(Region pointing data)
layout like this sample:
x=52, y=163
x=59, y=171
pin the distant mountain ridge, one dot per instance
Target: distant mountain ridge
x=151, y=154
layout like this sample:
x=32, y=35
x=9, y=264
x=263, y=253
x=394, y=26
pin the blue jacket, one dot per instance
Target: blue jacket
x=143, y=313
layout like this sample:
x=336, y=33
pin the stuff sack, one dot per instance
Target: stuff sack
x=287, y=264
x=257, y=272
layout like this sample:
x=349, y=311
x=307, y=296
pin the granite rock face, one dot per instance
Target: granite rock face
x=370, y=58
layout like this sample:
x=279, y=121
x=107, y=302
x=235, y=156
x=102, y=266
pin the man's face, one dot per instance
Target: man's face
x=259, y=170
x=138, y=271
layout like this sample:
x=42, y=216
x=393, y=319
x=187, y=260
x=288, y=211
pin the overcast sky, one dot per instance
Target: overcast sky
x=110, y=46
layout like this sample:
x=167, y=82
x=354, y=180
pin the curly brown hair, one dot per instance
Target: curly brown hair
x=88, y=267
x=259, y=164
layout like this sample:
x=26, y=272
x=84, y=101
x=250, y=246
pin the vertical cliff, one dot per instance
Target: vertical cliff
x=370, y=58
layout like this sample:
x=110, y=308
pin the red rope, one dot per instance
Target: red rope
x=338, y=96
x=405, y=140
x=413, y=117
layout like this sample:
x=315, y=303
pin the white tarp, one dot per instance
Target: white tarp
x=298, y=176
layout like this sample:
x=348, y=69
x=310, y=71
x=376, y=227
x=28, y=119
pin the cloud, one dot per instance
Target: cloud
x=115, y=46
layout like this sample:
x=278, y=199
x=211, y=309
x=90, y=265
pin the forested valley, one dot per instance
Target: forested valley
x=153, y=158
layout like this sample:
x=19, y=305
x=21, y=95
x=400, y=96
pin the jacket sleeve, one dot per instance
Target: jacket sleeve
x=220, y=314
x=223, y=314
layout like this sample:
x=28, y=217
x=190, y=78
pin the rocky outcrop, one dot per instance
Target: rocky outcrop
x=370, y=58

Action item — The full set of entries, copied exactly, is the expected answer.

Answer to this task —
layout like this sample:
x=52, y=163
x=59, y=171
pin the distant mountain ridge, one dot per instance
Target: distant mountain ridge
x=151, y=154
layout like this sample:
x=32, y=35
x=9, y=264
x=263, y=253
x=394, y=26
pin the blue jacket, one dot per instance
Target: blue jacket
x=143, y=313
layout like this sample:
x=336, y=33
pin the stuff sack, one dot per instance
Target: stuff sack
x=287, y=264
x=257, y=272
layout like this sample:
x=349, y=311
x=307, y=296
pin the granite rock face, one dot per instance
Target: granite rock face
x=370, y=58
layout like this sample:
x=279, y=121
x=107, y=302
x=235, y=156
x=102, y=266
pin the man's face, one dot per instance
Target: man's face
x=259, y=170
x=138, y=271
layout like this sample:
x=42, y=216
x=393, y=319
x=187, y=260
x=288, y=211
pin the overcast sky, one dot per instance
Target: overcast sky
x=110, y=46
layout like this sample:
x=167, y=82
x=354, y=180
pin the curly brown hair, one dot per instance
Target: curly brown hair
x=88, y=267
x=259, y=164
layout like this sample:
x=26, y=272
x=84, y=101
x=250, y=246
pin the vertical cliff, one dot per instance
Target: vertical cliff
x=370, y=58
layout like this sample:
x=110, y=308
pin the red rope, one dot per instance
Target: red rope
x=338, y=96
x=405, y=140
x=413, y=117
layout like this sample:
x=315, y=303
pin the white tarp, one dot per instance
Target: white tarp
x=298, y=176
layout like this sample:
x=348, y=69
x=310, y=71
x=376, y=227
x=28, y=119
pin the cloud, one dot per instance
Target: cloud
x=115, y=46
layout like this sample:
x=278, y=199
x=211, y=309
x=90, y=265
pin the forested valley, one dot per instance
Target: forested valley
x=153, y=158
layout like this sample:
x=19, y=305
x=21, y=95
x=400, y=96
pin the jacket sleeve, one dot per instance
Target: jacket sleeve
x=220, y=314
x=223, y=314
layout like this sample:
x=28, y=217
x=190, y=78
pin the rocky outcrop, one dot per instance
Target: rocky outcrop
x=370, y=58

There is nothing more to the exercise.